**** TESTO SCELTO ****

11.12.2024 | Andreas Bättig | WSL News
Nel 2004 e nel 2005, due gruppi di ricerca hanno pubblicato due importanti studi sul futuro del faggio. Uno prevedeva un futuro piuttosto cupo per l'albero a causa dei cambiamenti climatici. L'altro metteva in guardia dagli allarmismi e riconosceva la grande capacità di adattamento del faggio. I ricercatori dell'Istituto federale di ricerca per la foresta, la neve e il paesaggio WSL hanno ora analizzato entrambi gli studi con nuovi dati. Sono giunti alla conclusione che le fosche previsioni sono destinate a concretizzarsi.
Il futuro dei faggi in Europa non sembra roseo. Il cambiamento climatico avrà un impatto massiccio anche su di loro. Questa è la conclusione a cui sono giunti i ricercatori dell’Istituto di ricerca WSL. «Il faggio non perderà solo la sua posizione dominante e le sue aree marginali, ma anche gran parte della sua area di distribuzione nell'Europa centrale», afferma l'autore principale e ricercatore del WSL Arthur Gessler. L'albero soffrirà in particolare per gli anni di siccità sempre più estreme. «La siccità può portare alla morte parziale della chioma, che spesso significa morte l'anno successivo», spiega Gessler.
Il nuovo studio «Back to the future - A new look at the prospects for beech after 20 years of research and progressive climate change» (Ritorno al futuro - Un nuovo sguardo alle prospettive del faggio dopo 20 anni di ricerca e progressivo cambiamento climatico) si basa su due pubblicazioni del 2004 e del 2005, che sono giunte a conclusioni diverse: Mentre un gruppo di ricerca prevedeva una grave minaccia per il faggio entro la fine del XXI secolo, anche nel nucleo della sua attuale area di distribuzione, l'altro non vedeva questo pericolo - o lo vedeva solo nelle aree già oggi a rischio di siccità - e metteva in guardia di allarmare inutilmente i proprietari di boschi pubblici e privati.
Migliore situazione dei dati ¶
«Oggi sappiamo molto più di allora sugli effetti dei cambiamenti climatici sulla vitalità, la crescita, la tolleranza agli stress e la forza competitiva dei faggi e siamo quindi in grado di fare affermazioni più dettagliate sul loro potenziale futuro», afferma Arthur Gessler. «Con queste nuove conoscenze, siamo stati in grado di esaminare nuovamente gli studi precedenti.»

****

CONSEGNA. Stabilisci se ciascuna di queste affermazioni concorda con il testo sul futuro del faggio, rispondendo sì o no e citando alla lettera le parole decisive. (a) I due studi sul faggio sono stati pubblicati nello stesso anno. (b) Secondo Gessler, la siccità può causare la morte parziale della chioma. (c) Uno dei due gruppi di ricerca metteva in guardia dall'allarmare inutilmente i proprietari di boschi. I dati forniti non servono a nulla.

**** DATI FORNITI ****

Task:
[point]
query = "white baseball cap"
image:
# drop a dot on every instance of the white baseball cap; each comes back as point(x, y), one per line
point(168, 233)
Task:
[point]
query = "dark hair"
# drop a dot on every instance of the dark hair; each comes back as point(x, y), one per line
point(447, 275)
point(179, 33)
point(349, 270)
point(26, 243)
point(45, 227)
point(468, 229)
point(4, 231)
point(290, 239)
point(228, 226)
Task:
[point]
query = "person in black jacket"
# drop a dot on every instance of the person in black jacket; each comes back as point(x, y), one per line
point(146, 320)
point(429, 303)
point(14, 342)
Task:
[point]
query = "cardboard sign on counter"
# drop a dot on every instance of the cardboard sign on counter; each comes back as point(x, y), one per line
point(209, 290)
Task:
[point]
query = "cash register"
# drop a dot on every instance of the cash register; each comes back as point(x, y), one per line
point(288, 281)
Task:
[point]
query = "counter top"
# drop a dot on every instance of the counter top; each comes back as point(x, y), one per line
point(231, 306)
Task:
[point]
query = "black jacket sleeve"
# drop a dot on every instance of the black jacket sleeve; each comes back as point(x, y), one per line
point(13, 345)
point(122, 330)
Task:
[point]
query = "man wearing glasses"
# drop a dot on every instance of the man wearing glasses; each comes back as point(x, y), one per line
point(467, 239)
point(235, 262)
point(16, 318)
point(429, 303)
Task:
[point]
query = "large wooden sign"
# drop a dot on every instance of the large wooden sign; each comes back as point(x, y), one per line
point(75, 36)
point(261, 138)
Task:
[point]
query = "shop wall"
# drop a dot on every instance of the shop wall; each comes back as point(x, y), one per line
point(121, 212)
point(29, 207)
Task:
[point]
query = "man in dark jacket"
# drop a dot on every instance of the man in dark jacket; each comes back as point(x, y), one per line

****
**** DATI FORNITI ****

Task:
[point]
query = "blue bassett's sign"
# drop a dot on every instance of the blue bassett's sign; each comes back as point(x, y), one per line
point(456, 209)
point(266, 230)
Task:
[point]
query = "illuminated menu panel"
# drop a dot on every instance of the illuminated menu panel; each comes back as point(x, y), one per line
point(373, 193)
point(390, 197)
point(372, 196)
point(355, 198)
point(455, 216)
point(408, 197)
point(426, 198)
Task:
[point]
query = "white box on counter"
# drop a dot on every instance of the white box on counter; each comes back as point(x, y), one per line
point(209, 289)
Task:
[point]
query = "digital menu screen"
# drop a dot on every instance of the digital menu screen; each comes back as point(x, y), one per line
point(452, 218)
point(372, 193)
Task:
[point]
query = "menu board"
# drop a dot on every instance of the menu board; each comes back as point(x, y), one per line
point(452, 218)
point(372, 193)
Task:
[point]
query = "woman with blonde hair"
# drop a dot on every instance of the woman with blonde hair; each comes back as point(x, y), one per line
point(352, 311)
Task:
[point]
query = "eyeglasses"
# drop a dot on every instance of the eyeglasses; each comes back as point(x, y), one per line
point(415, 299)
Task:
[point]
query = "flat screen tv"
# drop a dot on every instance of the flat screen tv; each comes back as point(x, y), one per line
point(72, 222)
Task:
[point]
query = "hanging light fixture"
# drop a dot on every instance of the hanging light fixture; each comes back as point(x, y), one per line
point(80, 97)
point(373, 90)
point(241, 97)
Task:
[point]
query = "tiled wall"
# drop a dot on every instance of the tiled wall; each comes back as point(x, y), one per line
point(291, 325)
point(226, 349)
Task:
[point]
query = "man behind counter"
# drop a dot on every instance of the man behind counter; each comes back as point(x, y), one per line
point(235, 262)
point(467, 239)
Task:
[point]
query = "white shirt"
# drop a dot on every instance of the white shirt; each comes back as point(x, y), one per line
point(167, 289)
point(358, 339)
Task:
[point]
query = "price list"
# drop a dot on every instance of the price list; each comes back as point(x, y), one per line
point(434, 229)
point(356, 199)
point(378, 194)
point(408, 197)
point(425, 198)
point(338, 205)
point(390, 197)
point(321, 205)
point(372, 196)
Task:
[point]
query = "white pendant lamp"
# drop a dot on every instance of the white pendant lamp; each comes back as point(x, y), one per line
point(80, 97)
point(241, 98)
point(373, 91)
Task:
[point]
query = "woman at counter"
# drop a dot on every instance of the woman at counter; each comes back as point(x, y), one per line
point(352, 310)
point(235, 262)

****
**** DATI FORNITI ****

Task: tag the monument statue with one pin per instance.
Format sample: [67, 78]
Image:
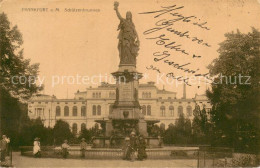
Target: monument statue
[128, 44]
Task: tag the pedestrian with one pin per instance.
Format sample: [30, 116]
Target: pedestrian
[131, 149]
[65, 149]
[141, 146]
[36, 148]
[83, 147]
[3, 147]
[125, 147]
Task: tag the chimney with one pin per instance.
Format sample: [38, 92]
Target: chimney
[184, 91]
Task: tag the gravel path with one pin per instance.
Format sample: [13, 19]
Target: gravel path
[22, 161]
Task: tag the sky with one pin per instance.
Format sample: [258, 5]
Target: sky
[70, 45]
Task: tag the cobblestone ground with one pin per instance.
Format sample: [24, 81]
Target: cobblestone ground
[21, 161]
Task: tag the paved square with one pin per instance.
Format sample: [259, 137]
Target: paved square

****

RISPOSTA.
(a) No: «Nel 2004 e nel 2005, due gruppi di ricerca hanno pubblicato due importanti studi sul futuro del faggio.»
(b) Sì: «La siccità può portare alla morte parziale della chioma»
(c) Sì: «metteva in guardia di allarmare inutilmente i proprietari di boschi pubblici e privati»